(Excerpted data)
== == ==
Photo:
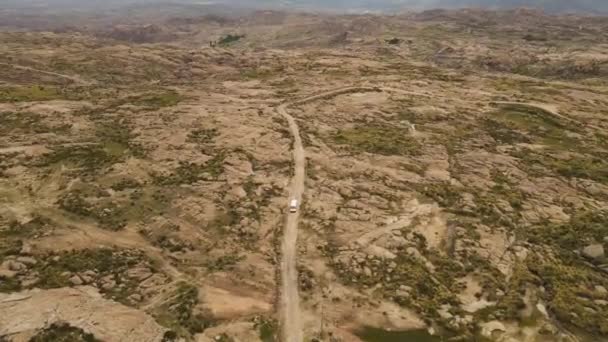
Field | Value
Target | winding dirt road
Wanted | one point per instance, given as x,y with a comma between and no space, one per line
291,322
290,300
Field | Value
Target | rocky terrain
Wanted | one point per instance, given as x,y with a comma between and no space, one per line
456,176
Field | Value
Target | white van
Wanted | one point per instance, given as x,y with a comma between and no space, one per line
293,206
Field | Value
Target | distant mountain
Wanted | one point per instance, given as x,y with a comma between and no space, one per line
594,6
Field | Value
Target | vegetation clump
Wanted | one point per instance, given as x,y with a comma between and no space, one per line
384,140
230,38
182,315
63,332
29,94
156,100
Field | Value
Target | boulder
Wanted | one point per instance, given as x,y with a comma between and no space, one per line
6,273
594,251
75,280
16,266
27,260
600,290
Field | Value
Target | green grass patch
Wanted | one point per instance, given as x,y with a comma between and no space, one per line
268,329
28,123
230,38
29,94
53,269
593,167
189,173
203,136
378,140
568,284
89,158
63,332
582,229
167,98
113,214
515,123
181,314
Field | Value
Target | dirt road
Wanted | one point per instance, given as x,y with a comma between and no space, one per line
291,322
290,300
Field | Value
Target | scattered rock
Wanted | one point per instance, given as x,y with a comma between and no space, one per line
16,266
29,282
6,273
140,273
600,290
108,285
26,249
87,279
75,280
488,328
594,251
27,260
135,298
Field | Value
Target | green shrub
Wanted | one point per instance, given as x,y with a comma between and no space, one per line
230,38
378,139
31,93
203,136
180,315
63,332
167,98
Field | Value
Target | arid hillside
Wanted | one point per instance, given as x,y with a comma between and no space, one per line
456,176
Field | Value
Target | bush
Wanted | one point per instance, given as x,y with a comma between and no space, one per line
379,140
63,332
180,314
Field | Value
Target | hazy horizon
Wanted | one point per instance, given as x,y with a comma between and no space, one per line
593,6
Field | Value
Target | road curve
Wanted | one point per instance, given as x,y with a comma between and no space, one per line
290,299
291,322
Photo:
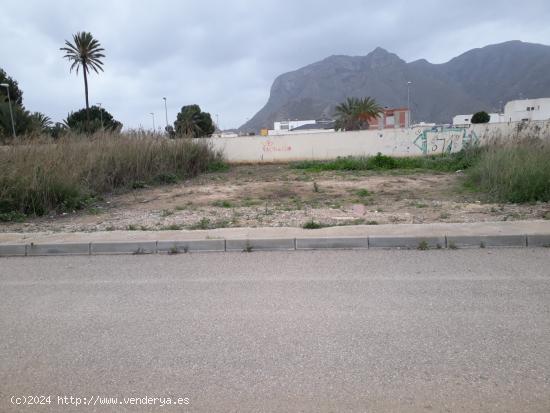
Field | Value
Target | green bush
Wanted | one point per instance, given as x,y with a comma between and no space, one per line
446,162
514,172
== == ==
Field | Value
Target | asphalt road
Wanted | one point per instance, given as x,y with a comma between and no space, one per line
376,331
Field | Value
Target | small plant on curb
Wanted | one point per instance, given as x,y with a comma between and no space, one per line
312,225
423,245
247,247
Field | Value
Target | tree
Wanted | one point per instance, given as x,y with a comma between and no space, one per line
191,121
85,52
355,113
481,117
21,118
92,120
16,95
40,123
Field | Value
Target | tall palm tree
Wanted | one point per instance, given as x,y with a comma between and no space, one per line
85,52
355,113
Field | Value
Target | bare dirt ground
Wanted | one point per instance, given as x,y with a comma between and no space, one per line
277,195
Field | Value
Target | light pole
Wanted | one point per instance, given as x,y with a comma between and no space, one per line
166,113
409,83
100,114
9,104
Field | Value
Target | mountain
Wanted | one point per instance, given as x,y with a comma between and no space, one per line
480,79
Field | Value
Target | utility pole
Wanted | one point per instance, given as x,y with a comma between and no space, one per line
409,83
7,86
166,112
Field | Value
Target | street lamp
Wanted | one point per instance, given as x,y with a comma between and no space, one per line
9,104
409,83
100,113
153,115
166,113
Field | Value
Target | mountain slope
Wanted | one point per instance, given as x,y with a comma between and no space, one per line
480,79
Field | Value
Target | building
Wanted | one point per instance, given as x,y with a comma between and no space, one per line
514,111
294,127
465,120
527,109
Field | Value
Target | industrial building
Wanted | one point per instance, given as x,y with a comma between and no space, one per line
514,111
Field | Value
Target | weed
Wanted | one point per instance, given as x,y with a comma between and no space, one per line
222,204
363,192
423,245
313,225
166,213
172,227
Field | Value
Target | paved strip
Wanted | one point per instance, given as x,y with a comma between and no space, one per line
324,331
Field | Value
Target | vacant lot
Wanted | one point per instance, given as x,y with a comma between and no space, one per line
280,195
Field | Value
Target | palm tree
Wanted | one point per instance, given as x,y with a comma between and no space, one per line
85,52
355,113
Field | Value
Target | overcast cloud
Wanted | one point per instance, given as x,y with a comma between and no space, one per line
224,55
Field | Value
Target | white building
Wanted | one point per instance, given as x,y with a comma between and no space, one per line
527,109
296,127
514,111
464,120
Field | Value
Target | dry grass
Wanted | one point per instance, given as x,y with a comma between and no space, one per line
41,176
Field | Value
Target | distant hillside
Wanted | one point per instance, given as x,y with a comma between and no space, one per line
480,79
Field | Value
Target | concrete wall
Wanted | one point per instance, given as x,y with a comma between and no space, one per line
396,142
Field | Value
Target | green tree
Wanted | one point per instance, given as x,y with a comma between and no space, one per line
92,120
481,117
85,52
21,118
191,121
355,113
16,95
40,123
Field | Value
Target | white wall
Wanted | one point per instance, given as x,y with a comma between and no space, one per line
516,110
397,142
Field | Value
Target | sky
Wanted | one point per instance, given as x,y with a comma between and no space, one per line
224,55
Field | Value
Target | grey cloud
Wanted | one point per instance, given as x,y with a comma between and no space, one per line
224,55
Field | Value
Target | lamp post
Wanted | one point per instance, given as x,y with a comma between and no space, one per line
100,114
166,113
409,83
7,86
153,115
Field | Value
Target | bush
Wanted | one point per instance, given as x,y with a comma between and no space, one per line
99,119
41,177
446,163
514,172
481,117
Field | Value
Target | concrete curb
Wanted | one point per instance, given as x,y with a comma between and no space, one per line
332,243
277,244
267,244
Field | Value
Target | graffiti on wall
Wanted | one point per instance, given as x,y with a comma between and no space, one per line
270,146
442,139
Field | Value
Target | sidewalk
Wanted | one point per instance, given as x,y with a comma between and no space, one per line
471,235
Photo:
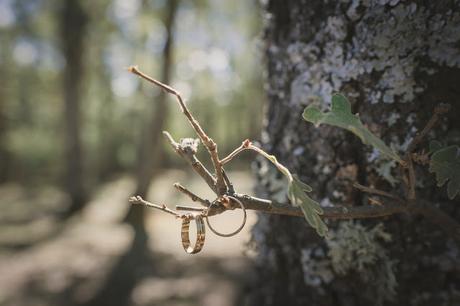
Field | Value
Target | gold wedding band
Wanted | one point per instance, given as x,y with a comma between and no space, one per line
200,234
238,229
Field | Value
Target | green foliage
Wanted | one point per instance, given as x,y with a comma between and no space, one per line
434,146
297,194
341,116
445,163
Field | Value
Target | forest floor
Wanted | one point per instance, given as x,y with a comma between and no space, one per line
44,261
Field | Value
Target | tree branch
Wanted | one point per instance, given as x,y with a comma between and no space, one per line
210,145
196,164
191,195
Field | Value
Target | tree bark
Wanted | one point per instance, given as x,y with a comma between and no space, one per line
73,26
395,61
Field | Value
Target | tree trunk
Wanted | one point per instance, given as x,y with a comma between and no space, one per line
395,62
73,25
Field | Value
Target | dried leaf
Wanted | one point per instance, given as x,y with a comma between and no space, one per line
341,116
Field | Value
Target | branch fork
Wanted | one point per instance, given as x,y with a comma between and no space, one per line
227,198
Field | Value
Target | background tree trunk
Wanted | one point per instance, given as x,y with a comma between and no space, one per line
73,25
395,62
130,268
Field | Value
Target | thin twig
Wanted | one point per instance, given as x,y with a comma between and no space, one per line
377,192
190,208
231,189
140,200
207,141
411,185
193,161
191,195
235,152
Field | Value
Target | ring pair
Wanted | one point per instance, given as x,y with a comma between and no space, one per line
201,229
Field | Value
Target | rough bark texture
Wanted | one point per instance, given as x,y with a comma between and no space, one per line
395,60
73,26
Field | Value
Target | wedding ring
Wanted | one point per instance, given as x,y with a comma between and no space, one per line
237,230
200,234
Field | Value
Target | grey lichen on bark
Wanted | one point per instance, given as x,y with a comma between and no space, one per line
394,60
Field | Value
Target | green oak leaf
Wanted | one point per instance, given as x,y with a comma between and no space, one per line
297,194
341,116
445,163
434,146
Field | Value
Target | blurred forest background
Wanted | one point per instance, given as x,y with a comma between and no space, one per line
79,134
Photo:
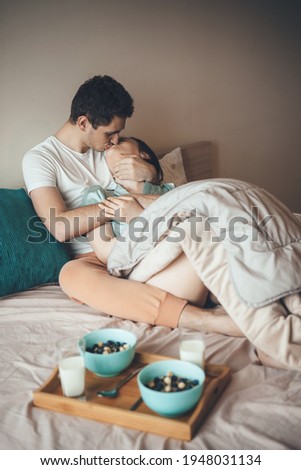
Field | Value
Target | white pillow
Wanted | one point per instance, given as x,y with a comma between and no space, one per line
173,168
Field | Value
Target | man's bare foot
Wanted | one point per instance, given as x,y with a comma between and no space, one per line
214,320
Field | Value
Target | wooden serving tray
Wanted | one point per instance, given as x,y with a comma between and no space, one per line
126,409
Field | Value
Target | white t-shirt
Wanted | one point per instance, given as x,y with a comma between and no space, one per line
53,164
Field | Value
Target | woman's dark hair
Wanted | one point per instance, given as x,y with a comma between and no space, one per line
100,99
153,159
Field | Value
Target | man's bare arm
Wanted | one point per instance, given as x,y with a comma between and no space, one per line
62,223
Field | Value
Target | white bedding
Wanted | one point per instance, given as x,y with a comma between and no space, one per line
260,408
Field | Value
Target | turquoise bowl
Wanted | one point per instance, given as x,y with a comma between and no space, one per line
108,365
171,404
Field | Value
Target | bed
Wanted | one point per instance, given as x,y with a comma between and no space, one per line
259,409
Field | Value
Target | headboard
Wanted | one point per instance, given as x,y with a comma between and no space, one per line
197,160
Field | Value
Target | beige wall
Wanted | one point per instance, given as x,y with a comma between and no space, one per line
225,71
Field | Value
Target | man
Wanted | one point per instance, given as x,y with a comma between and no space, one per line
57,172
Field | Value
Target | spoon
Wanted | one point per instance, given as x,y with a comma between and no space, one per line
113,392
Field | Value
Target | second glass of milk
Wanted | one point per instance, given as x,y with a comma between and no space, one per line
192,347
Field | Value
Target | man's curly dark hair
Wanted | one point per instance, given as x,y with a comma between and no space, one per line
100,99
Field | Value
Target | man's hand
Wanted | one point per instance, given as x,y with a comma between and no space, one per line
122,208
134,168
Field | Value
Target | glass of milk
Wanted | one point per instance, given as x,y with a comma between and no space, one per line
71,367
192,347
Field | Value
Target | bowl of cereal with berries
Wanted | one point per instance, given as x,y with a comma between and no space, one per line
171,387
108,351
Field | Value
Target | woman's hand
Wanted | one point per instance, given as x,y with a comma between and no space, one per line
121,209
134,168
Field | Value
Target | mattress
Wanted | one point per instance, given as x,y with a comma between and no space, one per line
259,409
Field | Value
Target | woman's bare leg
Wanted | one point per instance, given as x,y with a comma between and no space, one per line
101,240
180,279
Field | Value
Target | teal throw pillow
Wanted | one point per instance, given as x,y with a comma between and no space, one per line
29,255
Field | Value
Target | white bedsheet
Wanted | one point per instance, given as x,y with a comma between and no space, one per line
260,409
== == ==
(What needs to be done) Out of the preceding entries, pull every line containing the string "bare".

(Written reply)
Target | bare dirt ground
Target | man's bare foot
Target | man's bare arm
Target | woman's bare leg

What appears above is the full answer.